── INPUT ROWS

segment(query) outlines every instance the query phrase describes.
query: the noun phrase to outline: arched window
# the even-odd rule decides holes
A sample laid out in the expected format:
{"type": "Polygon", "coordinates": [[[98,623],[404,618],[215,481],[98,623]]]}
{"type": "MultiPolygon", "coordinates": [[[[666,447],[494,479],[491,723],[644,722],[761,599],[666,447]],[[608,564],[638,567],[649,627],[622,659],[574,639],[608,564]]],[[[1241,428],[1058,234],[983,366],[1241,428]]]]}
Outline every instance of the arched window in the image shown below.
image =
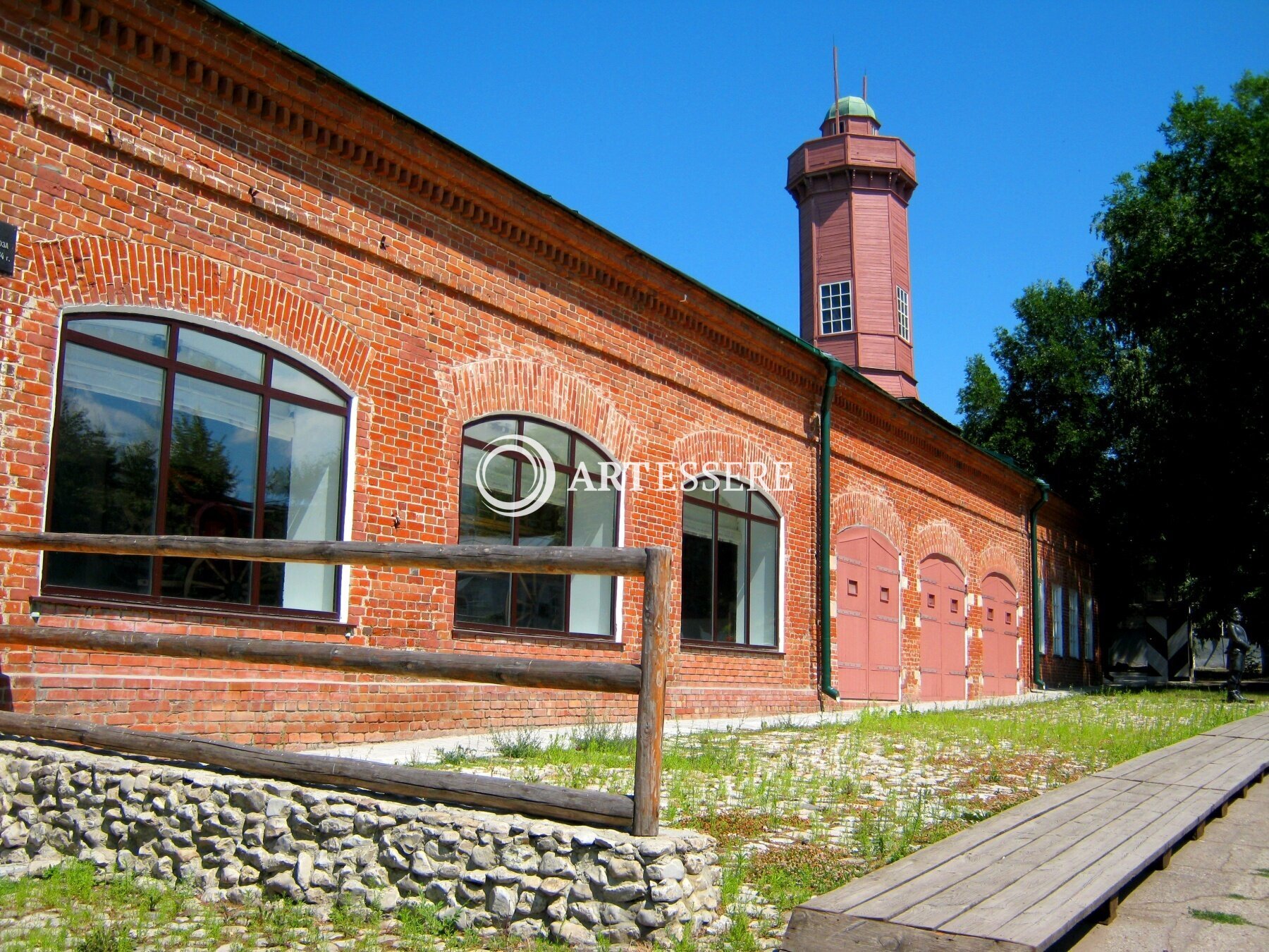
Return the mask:
{"type": "MultiPolygon", "coordinates": [[[[596,444],[563,426],[515,415],[470,423],[463,428],[458,541],[615,546],[619,493],[612,479],[604,479],[614,472],[614,463],[596,444]],[[542,454],[549,459],[555,484],[533,505],[536,487],[546,485],[534,459],[542,454]]],[[[617,580],[610,576],[458,572],[454,623],[612,637],[615,604],[617,580]]]]}
{"type": "MultiPolygon", "coordinates": [[[[67,319],[51,532],[336,539],[346,395],[270,348],[147,316],[67,319]]],[[[46,595],[338,612],[340,569],[49,552],[46,595]]]]}
{"type": "Polygon", "coordinates": [[[683,494],[683,637],[775,647],[780,520],[740,480],[700,476],[683,494]]]}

────

◆ SET TASK ◆
Rescale all the lines above by writing every one of them out again, with each polygon coordinate in the answers multiplied by 1.6 and rounded to a whole number (halves round up). Leave all other numbers as they are, and leave the pictures out.

◆ RESULT BELOW ◆
segment(query) outlines every instance the query phrase describes.
query: the noun phrase to outline: arched window
# the even-odd rule decides holes
A sample laid out in the expected format:
{"type": "Polygon", "coordinates": [[[98,623],[404,618],[215,481],[98,623]]]}
{"type": "MultiPolygon", "coordinates": [[[[666,447],[494,479],[491,723],[644,722],[761,599],[666,447]],[[608,564],[638,567],[649,627],[622,659],[574,639],[608,564]]],[[[1241,428],[1058,234],[983,366],[1241,428]]]]}
Outline every instance of the arched window in the image shown below.
image =
Return the mask:
{"type": "MultiPolygon", "coordinates": [[[[954,710],[901,682],[824,664],[752,677],[741,685],[733,866],[984,874],[990,789],[979,766],[966,766],[982,755],[982,741],[954,710]],[[867,726],[878,734],[888,774],[853,808],[858,779],[874,776],[854,734],[867,726]]],[[[987,928],[976,922],[733,915],[726,997],[979,1019],[984,966],[987,928]]]]}
{"type": "MultiPolygon", "coordinates": [[[[107,510],[82,851],[538,862],[554,632],[432,557],[235,506],[107,510]]],[[[74,952],[541,979],[544,910],[78,883],[74,952]]]]}
{"type": "Polygon", "coordinates": [[[1093,790],[1093,1019],[1240,1035],[1248,832],[1184,768],[1120,762],[1093,790]]]}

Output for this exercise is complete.